Restate the entries word for word, omitting nothing.

Point-based annotation data:
────────────────────────────────────────

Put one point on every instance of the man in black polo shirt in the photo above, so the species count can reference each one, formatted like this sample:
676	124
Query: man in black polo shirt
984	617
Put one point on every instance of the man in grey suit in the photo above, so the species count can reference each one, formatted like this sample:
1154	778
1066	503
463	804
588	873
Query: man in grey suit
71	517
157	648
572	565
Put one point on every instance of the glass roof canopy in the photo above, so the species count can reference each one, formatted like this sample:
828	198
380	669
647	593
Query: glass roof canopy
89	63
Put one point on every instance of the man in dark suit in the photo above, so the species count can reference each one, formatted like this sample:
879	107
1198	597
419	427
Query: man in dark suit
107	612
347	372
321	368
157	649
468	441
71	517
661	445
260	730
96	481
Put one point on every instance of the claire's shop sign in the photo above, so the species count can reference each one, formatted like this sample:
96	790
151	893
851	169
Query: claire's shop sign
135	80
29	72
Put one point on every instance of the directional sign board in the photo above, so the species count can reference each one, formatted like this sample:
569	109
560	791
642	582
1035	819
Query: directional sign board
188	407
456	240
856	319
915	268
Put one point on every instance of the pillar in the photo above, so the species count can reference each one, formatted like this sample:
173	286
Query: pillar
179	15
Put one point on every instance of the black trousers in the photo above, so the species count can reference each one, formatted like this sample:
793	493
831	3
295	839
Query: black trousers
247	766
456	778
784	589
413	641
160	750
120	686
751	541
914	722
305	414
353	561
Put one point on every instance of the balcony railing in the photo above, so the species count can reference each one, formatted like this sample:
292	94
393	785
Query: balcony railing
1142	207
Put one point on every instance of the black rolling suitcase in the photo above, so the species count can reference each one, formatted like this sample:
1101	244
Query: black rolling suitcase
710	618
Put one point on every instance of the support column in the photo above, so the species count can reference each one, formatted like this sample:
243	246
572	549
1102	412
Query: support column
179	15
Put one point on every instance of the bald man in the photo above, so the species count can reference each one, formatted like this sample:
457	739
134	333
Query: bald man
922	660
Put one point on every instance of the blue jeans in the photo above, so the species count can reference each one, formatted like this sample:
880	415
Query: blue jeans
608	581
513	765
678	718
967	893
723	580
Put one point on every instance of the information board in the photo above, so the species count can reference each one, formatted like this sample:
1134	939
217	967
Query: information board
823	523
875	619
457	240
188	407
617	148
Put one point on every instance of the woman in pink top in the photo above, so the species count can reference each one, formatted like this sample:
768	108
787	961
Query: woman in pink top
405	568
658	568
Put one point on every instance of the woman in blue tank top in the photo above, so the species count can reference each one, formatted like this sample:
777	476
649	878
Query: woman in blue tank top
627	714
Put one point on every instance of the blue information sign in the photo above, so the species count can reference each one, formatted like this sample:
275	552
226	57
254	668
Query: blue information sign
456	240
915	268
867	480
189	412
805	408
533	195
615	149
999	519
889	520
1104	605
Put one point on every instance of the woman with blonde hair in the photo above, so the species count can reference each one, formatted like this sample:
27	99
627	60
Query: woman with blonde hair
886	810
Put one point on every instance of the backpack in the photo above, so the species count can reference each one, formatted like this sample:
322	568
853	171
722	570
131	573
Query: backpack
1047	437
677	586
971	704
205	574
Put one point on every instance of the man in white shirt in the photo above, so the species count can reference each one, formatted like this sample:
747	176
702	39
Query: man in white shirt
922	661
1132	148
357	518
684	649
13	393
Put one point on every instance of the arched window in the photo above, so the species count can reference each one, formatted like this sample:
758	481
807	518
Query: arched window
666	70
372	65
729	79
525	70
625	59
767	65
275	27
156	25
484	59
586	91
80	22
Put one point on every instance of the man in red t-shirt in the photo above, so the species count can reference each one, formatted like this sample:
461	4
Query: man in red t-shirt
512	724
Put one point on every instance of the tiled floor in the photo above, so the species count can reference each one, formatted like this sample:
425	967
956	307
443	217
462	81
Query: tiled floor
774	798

────────────────────────────────────────

Exercise answer:
Put one point on every instance of the man in black polo shirt in the photo above, so the species count can reference each one, formatted like this sample:
676	124
Query: man in black polo shirt
984	617
Put one point on every instance of the man in grey suit in the photo above, so the species count can reference each one, formatted like this sample:
1154	778
1066	503
463	804
588	873
Query: man in grey suit
71	517
157	648
572	565
Put one point on every instance of the glass roof canopy in the photo above, so the species count can reference each one, formatted like this sample:
828	198
380	669
647	593
Query: glass roof canopy
89	63
Put one point on every instance of the man in dark suit in the photo above, so the species count can reference each one, formatted like this sample:
879	107
1198	597
419	427
Query: man in dark suit
107	612
347	372
321	368
157	649
468	441
71	517
661	445
260	730
96	481
Put one point on every instance of the claire's shop sign in the photo above, so the species count can reference each one, formatted like this sample:
96	790
151	893
851	169
Query: claire's shop sign
135	80
29	72
Put one point on every instance of the directional sign board in the photo above, so the species count can reference each one, formatted like this sample:
569	109
560	791
642	582
1035	819
Query: directional sign board
188	407
456	240
856	319
915	268
Put one point on every instance of the pillar in the photo above, so the species count can reference each one, formatted like this sample:
173	286
Query: pillar
179	15
Put one point on every instance of the black trousers in the photo above, so the species count can reference each one, formatted like this sample:
793	493
831	3
295	839
Query: black trousers
247	766
456	778
784	589
413	641
160	750
120	686
751	541
914	722
305	414
353	561
Put one point on every instance of the balcony railing in the photo above, so the species count can reference each one, formatted like this sample:
292	94
393	785
Query: balcony railing
1142	207
Put one point on every instance of the black rolling suitcase in the photo above, so the species count can reference each one, formatted like this sample:
1101	244
Query: black rolling suitcase
710	618
Put one point on every instance of the support column in the photo above, so the species count can reference each one, formatted like this sample:
243	246
572	549
1102	412
Query: support column
179	15
Put one point on every instance of the bald man in the photo above, so the species count can reference each one, formatted like this sample:
457	739
134	333
Query: bald man
922	660
Put one point on every instance of the blue jeans in the photo above, so the species count can reference each one, formatted like this sample:
880	415
Query: blue jeans
608	581
513	765
678	718
967	893
723	580
Put one point on every instance of the information board in the photo above, so the species count can reference each one, formatted like this sample:
1134	939
217	967
Query: information board
823	523
875	619
457	240
188	407
617	148
Put one point on every instance of the woman in pink top in the photo above, so the species count can reference each one, formatted like this sample:
768	108
787	961
Query: woman in pink top
405	568
658	568
Put one point on every instance of the woman in blue tank top in the photo above, so the species count can reference each one, formatted like this sample:
777	476
649	878
Query: woman in blue tank top
627	714
Put one point on every instance of the blue information sign in the photo above, so the species count can reference each one, formatted like this sample:
275	552
226	57
254	668
Query: blue information sign
456	240
915	268
867	480
189	412
805	408
533	195
615	149
999	519
889	520
1104	605
Put one point on every instance of the woman with blonde hair in the photo above, so the species count can reference each one, formatted like this sample:
27	99
627	60
Query: woman with blonde hair
886	810
Put one point on every instance of the backpack in the photo above, so the species count can reference each one, formatted like this sample:
322	568
853	171
722	570
131	573
Query: backpack
1047	437
677	586
971	704
205	574
Put one point on every instance of the man in white shirt in the photo above, so the species count can reference each one, formatted like this sample:
747	176
702	39
Query: man in white shirt
922	661
1132	148
357	518
684	649
13	393
Put one point on every instance of the arched window in the photo above, so the species count can reference each one, formatted like this sample:
758	481
807	518
Query: arched window
666	70
372	65
729	79
525	70
625	59
767	65
275	27
156	25
484	59
586	91
80	22
Put one point on every instance of the man in red t-shirt in the photo above, so the species count can reference each one, formatted like this sample:
461	4
Query: man in red t-shirt
512	724
Put one point on every instance of the tiled floor in the photo above, so the species count can reference each one, formatted like this sample:
425	967
956	307
443	217
462	81
Query: tiled floor
774	798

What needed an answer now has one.